Extrait source:
##########
Le maire de Marseille Benoît Payan et la maire de Paris Anne Hidalgo s'inquiètent de la réforme de la "loi PLM" débattue à l'Assemblée nationale ce lundi 7 avril 2025

Le maire de Marseille Benoît Payan et la maire de Paris Anne Hidalgo s'inquiètent de la réforme de la "loi PLM" débattue à l'Assemblée nationale ce lundi 7 avril 2025 - Geoffroy van der Hasselt / Ludovic Marin / AFP

Débattu à partir de ce lundi 7 avril à l'Assemblée, le changement du mode de scrutin pour les élections municipales à Paris, Lyon et Marseille divise la classe politique. Les socialistes parisiens dénoncent "un scandale" tandis que le Rassemblement national (RN) juge que le système actuel "n'est plus tenable". Mais même si la réforme était votée, il n'est pas évident qu'elle bouleverserait les prochaines élections.

Des débats qui s'annoncent très houleux. La réforme du scrutin des élections municipales à Paris, Lyon et Marseille arrive ce lundi 7 avril dans l'hémicycle un an à peine avant les prochaines élections.

Si cette proposition de loi écrite par le député Renaissance Sylvain Maillard est soutenue par les macronistes, le RN et LFI, le reste de la gauche et les LR y sont farouchement opposés.
##########
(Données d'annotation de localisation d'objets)

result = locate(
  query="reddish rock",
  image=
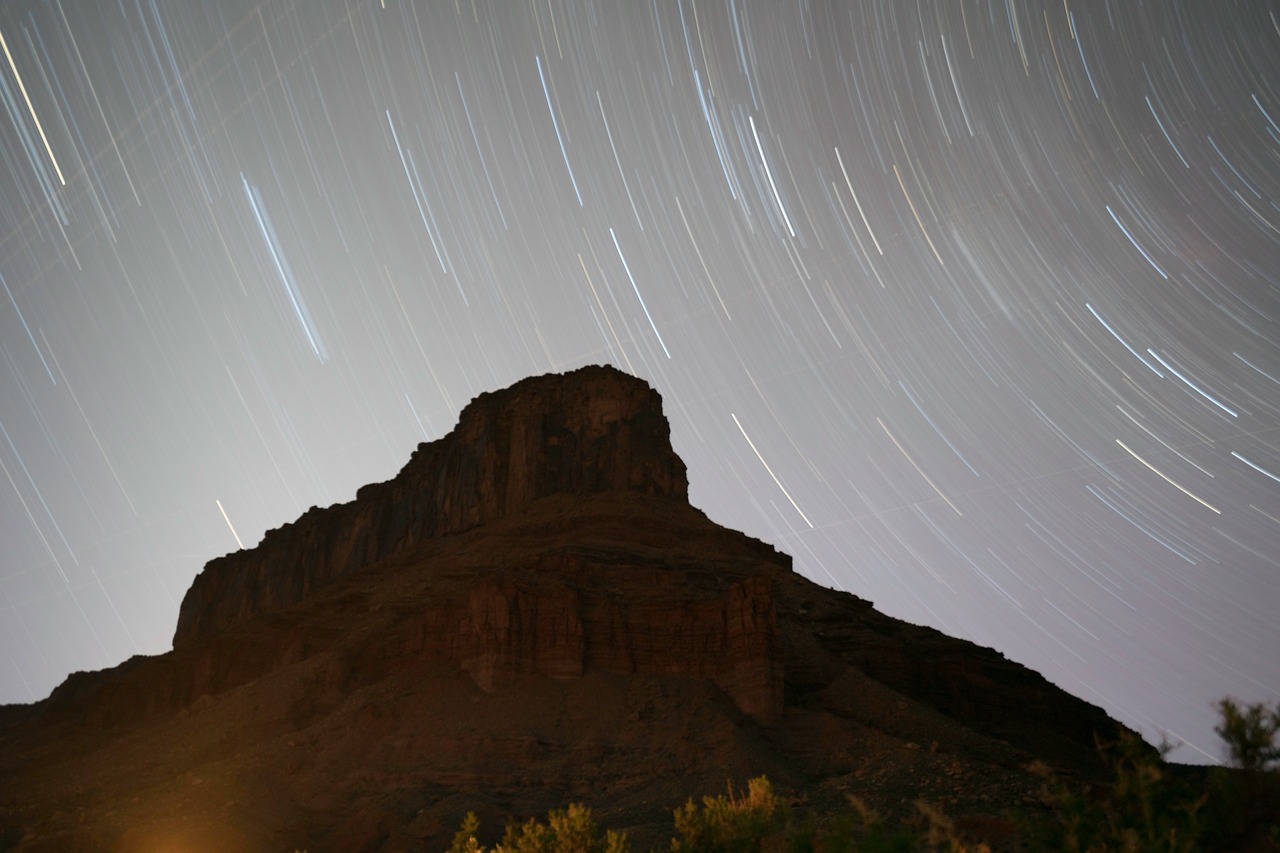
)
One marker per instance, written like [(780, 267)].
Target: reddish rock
[(529, 614), (595, 429)]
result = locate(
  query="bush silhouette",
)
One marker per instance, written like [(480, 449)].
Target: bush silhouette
[(1249, 734)]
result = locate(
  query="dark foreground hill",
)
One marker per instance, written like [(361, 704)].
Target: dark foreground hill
[(529, 614)]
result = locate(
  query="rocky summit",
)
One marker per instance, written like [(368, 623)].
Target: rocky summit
[(529, 614)]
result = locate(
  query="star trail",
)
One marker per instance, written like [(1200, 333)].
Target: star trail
[(969, 305)]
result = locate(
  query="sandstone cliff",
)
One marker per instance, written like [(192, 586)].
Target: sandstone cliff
[(594, 430), (529, 614)]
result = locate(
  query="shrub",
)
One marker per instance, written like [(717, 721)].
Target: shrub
##########
Travail demandé:
1 – Répondez à ces questions sur l'extrait consacré à la réforme de la loi PLM :
(a) Quel jour le débat commence-t-il à l'Assemblée ?
(b) Quel député a écrit la proposition de loi, et de quel groupe est-il ?
(c) Selon le Rassemblement national, qu'est-ce qui caractérise le système actuel ?
2 – Reproduisez le passage de l'extrait consacré à la réforme de la loi PLM qui commence par « Si cette proposition » et se termine par « sont farouchement opposés. ».
3 – D'après l'extrait consacré à la réforme de la loi PLM, ces affirmations sont-elles exactes ?
(a) Les socialistes parisiens approuvent la réforme.
(b) LFI soutient la proposition de loi.
(c) La réforme porte sur le mode de scrutin des élections municipales à Paris, Lyon et Marseille.

Réponses:
1 –
(a) Le lundi 7 avril 2025.
(b) Sylvain Maillard, député Renaissance.
(c) Il « n'est plus tenable ».

2 –
Si cette proposition de loi écrite par le député Renaissance Sylvain Maillard est soutenue par les macronistes, le RN et LFI, le reste de la gauche et les LR y sont farouchement opposés.

3 –
(a) Non : « Les socialistes parisiens dénoncent "un scandale" ».
(b) Oui : « soutenue par les macronistes, le RN et LFI ».
(c) Oui : « le changement du mode de scrutin pour les élections municipales à Paris, Lyon et Marseille ».